**ARTICLE**

Celebrating Diversity in the U.S.
November 21st, 2004 by sfuqua
Interfaith minister Susanna Stefanachi Macomb writes about the growing
trend of interfaith, intercultural and interracial families in the United
States
Rev. Susanna Stefanachi Macomb
July 2004
The great American philosopher Emerson spoke of "unity in
diversity", something that is foundational to the American ideal. To be
open to diversity in general is a very good first step. However, it seems to
me that unity in diversity is the greater call and aim. This unity requires a
certain quality of heart. It requires a love for all God's creatures,
great and small, irrespective and because of their infinite varieties in
color, culture, religious belief, gender, sexual preference, philosophy or
social and economic status.
Now grant you, this is easier said then done. Advances in technology and
communications, changes in the way we work, the ability to travel anywhere
— all have created a truly global village. People from all countries
are interacting with one another to an ever-increasing extent. Most societies
are still intrinsically tribal and segregated. However, our world is getting
smaller by the minute. Inevitably, people of different backgrounds are
getting to know one another, especially in the world's great
multicultural epicenters, our major urban cities. Invariably, many of these
folks of different backgrounds are falling in love, getting married and
having children.
Statistics show that approximately 1/3 of all new marriages now taking
place in the U.S. are intermarriages — that is interfaith,
intercultural or interracial in nature. A 2001 survey by the Graduate Center
at the City University of New York shows that 29 million American couples
(married or not) live in mixed-religion homes. One survey, according to the
NY Times, finds that 40 percent of Americans had dated someone of another
race.
When it comes to matter of religion and intermarriage in the U.S:
- Over forty percent of marriage-age Catholics marry outside the Church,
a doubling since the 1960s. - Three in ten Mormons are now in interfaith marriages.
- One in three Episcopalians and one in four Lutherans have married
outside their churches. - The Greek Orthodox Archdiocese of America reports that two-thirds of
its marriages are interfaith. - The number of Jewish-Christian couples doubled to one million during
the 1990s. - Four in ten Muslims are choosing non-Muslim spouses.

**GIVEN INFORMATION**
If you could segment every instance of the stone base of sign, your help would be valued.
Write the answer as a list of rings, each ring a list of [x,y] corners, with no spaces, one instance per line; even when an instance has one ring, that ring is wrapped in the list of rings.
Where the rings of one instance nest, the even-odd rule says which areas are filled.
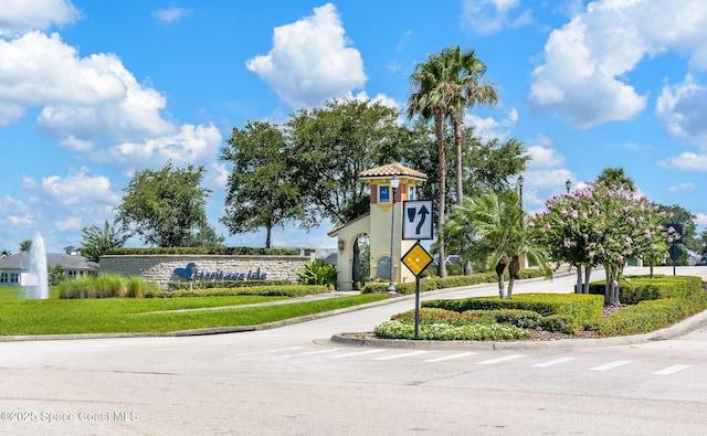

**GIVEN TASK 1**
Reproduce the diversity article starting with "Now grant you, this" and going on through "having children.", changing "global village" to "worldwide community".
**GIVEN TASK 2**
Write the next part of the diversity article, picking up after its last sentence.
None of the tasks here draws on the data.

**FINAL RESULT 1**
Now grant you, this is easier said then done. Advances in technology and
communications, changes in the way we work, the ability to travel anywhere
— all have created a truly worldwide community. People from all countries
are interacting with one another to an ever-increasing extent. Most societies
are still intrinsically tribal and segregated. However, our world is getting
smaller by the minute. Inevitably, people of different backgrounds are
getting to know one another, especially in the world's great
multicultural epicenters, our major urban cities. Invariably, many of these
folks of different backgrounds are falling in love, getting married and
having children.

**FINAL RESULT 2**
- The intermarriage rate approaches sixty percent for Buddhists, the
fastest-growing Eastern religion in the United States. - The only outdated statistic I could find with regard to intermarriage
in Hinduism is ten years old and states that 5 percent of Hindus live in
interfaith households.
Here are more numbers and facts:
- Of the over one million LEGAL immigrants a year entering the US, over
80 percent are non-European. The greatest numbers are from Latin America,
the Caribbean as well as Asian countries. - The U.S. census revealed that, among native born, married, Americans
ages 25-34 years old, over two-fifths of Hispanics and one-half of Asians
had spouses who belonged to a different ethnic or racial group. The number
of black-white couples alone tripled between the years of 1970 and 1991.
This is significant when we note that as recent as 1958 a white mother in
Monroe, N.C., called the police after her young daughter kissed a black
playmate on the cheek. The boy, Hanover Thompson, age 9, was then sentenced
to 14 years in prison for attempted rape. Outrageous but true. After failed
appeals, he was released following a public outcry. Today we have Clarence
Thomas, a conservative black supreme court justice who lives in Virginia,
married to a white woman, and ironically it was in Virginia that the case
of Loving v. Virginia struck down antimiscegnation laws. - 40 percent of all children born to an Asian or Pacific Islander parent
also have a non- Asian or non-Pacific Islander parent. The number of
Japanese-American children being born today who have one non-Japanese
parent jumped to 60 percent in recent years. Here we have come a long way
from World War II when we placed those of Japanese heritage in internment
camps. - Today, the world's most famous child of intermarriage is our
beloved Tiger Woods whose ancestry is a combination of black, Thai,
Chinese, white and Native American.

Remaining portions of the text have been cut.